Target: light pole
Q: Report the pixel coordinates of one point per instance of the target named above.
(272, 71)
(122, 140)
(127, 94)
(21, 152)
○ ○ ○ ○ ○
Task statement -> Please copy out the full listing above, line for line, with nothing changed.

Solution for this exercise ->
Target: light pole
Q: Report the pixel coordinates of one point per instance of the target named above.
(272, 71)
(122, 140)
(127, 94)
(21, 152)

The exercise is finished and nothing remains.